PROBLEM
Format the records below as a numbered list, skipping any blank lines and leaving out the pictures.

───── PROVIDED MATERIAL ─────

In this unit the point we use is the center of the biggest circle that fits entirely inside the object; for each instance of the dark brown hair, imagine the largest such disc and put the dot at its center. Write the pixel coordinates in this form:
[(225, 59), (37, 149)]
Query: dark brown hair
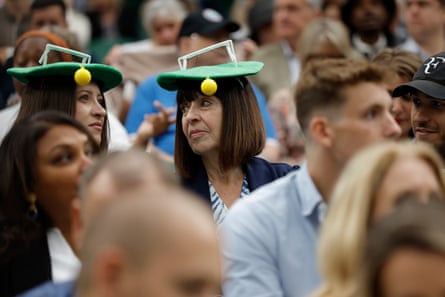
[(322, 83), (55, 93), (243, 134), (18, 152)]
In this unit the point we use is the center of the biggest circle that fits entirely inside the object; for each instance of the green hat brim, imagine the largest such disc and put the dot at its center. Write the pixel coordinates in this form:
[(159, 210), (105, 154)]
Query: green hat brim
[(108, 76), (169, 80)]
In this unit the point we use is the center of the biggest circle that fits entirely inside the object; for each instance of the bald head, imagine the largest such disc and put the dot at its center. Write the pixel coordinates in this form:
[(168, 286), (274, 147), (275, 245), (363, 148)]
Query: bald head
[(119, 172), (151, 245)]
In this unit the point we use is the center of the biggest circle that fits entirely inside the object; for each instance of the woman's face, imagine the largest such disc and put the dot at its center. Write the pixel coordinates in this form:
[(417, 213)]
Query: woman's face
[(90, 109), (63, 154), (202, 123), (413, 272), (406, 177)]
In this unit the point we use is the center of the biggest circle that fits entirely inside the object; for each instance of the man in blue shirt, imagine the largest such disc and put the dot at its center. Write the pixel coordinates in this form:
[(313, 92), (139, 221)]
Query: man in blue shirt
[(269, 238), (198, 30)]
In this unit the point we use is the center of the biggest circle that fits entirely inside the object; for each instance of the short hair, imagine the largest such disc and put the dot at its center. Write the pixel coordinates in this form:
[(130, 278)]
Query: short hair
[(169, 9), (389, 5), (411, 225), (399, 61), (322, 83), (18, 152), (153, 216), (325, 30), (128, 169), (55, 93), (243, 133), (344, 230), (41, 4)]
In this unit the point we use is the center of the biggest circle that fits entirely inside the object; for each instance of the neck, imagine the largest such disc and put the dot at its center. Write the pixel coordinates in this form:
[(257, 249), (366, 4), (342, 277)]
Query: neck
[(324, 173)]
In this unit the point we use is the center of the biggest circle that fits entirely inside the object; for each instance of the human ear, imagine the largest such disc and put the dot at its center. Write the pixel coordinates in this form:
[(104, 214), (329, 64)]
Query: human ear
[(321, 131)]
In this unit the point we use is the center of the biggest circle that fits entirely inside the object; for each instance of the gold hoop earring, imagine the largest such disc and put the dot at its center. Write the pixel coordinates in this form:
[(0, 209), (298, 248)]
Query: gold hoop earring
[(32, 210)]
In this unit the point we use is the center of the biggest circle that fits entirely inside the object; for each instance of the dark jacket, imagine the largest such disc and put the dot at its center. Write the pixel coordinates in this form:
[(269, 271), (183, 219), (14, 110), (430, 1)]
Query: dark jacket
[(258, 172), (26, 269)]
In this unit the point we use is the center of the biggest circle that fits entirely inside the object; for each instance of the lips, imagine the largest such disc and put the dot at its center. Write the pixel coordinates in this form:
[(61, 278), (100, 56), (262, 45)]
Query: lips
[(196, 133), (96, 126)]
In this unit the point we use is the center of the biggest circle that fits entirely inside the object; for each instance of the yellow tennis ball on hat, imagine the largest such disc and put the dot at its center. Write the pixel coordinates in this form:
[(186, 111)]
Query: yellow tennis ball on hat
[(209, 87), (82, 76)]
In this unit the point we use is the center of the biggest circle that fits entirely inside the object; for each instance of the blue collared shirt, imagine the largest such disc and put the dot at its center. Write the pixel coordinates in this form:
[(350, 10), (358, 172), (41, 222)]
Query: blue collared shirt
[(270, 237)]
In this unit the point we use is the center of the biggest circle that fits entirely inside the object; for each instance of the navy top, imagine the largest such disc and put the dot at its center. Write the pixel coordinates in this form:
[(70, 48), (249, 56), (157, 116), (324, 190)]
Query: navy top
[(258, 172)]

─────

TASK OUTPUT
1. In this unit the point we use is the center of the biggest circle that fits entirely inside the object; for each instance of the dark brown hair, imagine the largest such disc and put the dot at its center. Write the pixel coordinates in this form:
2. [(225, 59), (37, 149)]
3. Query: dark brown hair
4. [(322, 83), (55, 93), (243, 134), (18, 152)]
5. In this unit the point we use is the center of the biggest circle that fits entirely inside the object; for each instance of the green hat brim, imagine the largest such disc and put the dot at its center. Write the pixel coordinates in this form:
6. [(159, 210), (105, 154)]
7. Query: green hat brim
8. [(108, 76), (169, 80)]
9. In this unit the point we use is the center of the biggest circle that fits entirely inside the object; for each instance of the bald head, imagine the largest such disc and put the dot at its center. Write the pixel coordinates in this form:
10. [(168, 286), (274, 147), (275, 245), (363, 148)]
11. Query: bald head
12. [(119, 172), (151, 245)]
13. In this unit the point we use is the center of the biggest circle that fits entirely inside the object; for each instance of the woman's face, imagine the largest such disc and put the dot at its center. Write the pixel coordinates in this form:
14. [(417, 213)]
15. Query: woman's face
16. [(90, 109), (63, 154), (202, 123), (413, 272), (406, 177)]
17. In this unit the point we use is the center of the biggest circle that fits entirely inside the object; for each instance of the man in blue shirt, imagine the largest such disc and put the dot at its center. Write the pixel coordinates in this form:
18. [(313, 92), (139, 221)]
19. Query: man in blue shirt
20. [(269, 238), (198, 30)]
21. In this unit the point we use is the center of the biggest circle that fits entirely inside the object; for each instance of the short hair, imagine the largest such disc and put the dot at its center. Write the pixel coordinates in this form:
22. [(130, 278)]
23. Query: short hair
24. [(169, 9), (389, 5), (411, 225), (399, 61), (322, 83), (18, 152), (153, 216), (325, 30), (128, 169), (55, 93), (243, 133), (344, 230), (41, 4)]
25. In this unit the point we use is the center of the biggest circle that fits entirely inside the object; for each instance of the neck, imagine the largest such disc and put the dot at its center. Write the pixel coordinates in this form:
26. [(257, 249), (366, 4), (342, 277)]
27. Query: neck
28. [(324, 173)]
29. In this unit the point we use is the center of the biggest circle that fits entirely inside the object; for each instance of the human ear, imagine the largest such disc and put the dot at its center. Write the pixel coordinates in this form:
30. [(104, 214), (329, 64)]
31. Query: human ear
32. [(321, 131)]
33. In this unit the point we use is the center of the biggest circle that fits entirely inside the object; for each instance of the gold hoop earring, imagine the largest such disc and put the dot at its center. Write the pixel coordinates in this form:
34. [(0, 209), (298, 248)]
35. Query: gold hoop earring
36. [(32, 210)]
37. In this unit the point we use is the center of the biggest circle that fits entirely inside the object; for each instance of the dark jacket, imagine the largest such disc and put the dot at its center. Write the pixel coordinates in this form:
38. [(269, 271), (183, 219), (14, 110), (430, 1)]
39. Query: dark jacket
40. [(258, 172), (26, 269)]
41. In this unit the point we use is the center of the biggest circle that fits entirely inside the object; for each instance of the lips, imagine the largest such disc and put the dot at its center. Write the pixel coordinates in this form:
42. [(61, 278), (100, 56), (262, 45)]
43. Query: lips
44. [(196, 133), (96, 126)]
45. In this unit the point we use is the center of the biggest circle that fits entirely inside the object; for each instance of the yellow tennis ball on hat, imagine the largest such disc and put the dot at its center. Write the pixel coordinates in this form:
46. [(186, 111)]
47. Query: yellow tennis ball on hat
48. [(209, 87), (82, 76)]
49. In this unit the point we use is the center of the biggest circle that fits entirely inside the object; for each instance of the blue collared shirt, imagine the largest such disc and put the dot at its center. Write the pixel coordinates in this form:
50. [(350, 10), (358, 172), (41, 222)]
51. Query: blue collared shirt
52. [(270, 237)]
53. In this unit the point we use is the center of the biggest circle that fits entirely inside the object; for each instance of the navy top, imagine the largest such disc and put the dot at its center. Write the pixel coordinates in this form:
54. [(70, 48), (249, 56), (157, 116), (324, 190)]
55. Query: navy top
56. [(258, 172)]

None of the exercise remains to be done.